───── SUPPLIED MATERIAL ─────
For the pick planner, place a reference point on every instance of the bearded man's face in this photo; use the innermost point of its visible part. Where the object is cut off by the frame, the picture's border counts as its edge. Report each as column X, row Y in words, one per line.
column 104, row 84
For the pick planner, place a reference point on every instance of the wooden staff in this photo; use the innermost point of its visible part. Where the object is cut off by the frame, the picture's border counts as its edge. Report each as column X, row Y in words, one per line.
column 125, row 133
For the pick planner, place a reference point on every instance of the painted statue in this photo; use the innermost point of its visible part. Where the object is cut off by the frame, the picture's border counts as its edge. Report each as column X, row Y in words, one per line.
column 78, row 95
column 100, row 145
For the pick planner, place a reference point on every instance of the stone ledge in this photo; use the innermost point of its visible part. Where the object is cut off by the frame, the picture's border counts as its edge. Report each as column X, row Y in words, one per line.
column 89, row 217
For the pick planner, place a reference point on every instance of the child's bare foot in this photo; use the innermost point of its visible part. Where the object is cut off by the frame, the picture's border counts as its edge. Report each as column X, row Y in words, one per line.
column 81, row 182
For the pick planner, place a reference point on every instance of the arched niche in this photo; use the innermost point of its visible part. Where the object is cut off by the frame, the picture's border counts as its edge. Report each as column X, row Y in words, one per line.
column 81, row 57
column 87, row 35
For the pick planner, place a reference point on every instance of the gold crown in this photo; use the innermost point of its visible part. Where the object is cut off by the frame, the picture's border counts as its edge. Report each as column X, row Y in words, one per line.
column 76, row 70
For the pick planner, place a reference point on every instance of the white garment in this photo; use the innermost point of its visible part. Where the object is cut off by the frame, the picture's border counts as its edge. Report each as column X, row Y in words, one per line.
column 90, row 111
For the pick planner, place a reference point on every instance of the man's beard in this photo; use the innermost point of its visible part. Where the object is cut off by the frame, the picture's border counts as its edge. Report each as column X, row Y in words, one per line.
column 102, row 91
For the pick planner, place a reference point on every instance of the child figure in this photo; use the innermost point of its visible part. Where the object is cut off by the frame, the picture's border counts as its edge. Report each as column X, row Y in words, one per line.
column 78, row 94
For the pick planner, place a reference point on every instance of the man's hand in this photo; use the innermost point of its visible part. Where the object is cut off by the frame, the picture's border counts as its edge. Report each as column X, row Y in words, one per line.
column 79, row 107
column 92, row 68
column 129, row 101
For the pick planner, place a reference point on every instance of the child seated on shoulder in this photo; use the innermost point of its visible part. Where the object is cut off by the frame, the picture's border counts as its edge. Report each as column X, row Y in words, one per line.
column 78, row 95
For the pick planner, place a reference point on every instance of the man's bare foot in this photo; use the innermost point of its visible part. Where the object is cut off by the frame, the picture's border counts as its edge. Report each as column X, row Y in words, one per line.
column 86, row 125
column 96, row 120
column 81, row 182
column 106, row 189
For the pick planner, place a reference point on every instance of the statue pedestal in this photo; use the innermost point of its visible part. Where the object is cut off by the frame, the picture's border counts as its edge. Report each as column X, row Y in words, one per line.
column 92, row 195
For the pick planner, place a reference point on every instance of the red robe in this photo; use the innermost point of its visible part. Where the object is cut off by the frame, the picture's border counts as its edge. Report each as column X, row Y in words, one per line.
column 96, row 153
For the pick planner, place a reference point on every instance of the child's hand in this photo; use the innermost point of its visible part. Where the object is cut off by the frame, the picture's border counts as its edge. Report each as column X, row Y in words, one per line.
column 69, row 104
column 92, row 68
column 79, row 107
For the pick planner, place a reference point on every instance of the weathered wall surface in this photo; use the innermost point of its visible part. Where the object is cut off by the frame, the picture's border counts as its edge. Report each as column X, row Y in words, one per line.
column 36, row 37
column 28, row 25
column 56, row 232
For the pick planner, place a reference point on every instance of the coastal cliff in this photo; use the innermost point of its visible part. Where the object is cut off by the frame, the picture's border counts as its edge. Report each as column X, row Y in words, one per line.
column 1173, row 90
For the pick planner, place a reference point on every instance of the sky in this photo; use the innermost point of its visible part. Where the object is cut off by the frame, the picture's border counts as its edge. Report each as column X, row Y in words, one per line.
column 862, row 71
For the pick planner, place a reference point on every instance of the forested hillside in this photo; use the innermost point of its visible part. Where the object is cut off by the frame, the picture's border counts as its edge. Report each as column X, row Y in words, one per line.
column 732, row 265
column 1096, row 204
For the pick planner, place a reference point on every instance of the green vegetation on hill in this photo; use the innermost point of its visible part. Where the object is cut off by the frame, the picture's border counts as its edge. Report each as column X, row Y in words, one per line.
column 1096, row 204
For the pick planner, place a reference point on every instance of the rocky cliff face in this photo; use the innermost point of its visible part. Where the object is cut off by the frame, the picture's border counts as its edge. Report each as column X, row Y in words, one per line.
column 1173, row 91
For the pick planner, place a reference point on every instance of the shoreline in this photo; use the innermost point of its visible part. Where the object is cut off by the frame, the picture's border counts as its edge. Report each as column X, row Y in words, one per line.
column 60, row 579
─────
### EXERCISE:
Reproduce verbatim the lines of the items above, from the line containing "of the shoreline" through the final line of the items, both inclusive.

### WORKED SOLUTION:
For the pick planner, place a reference point on every instance of the shoreline in this photo; use the innermost point of its visible part. Where the object is cut off by the frame, the picture's border counts as its edge. Report each as column X, row Y in words, one per line.
column 60, row 579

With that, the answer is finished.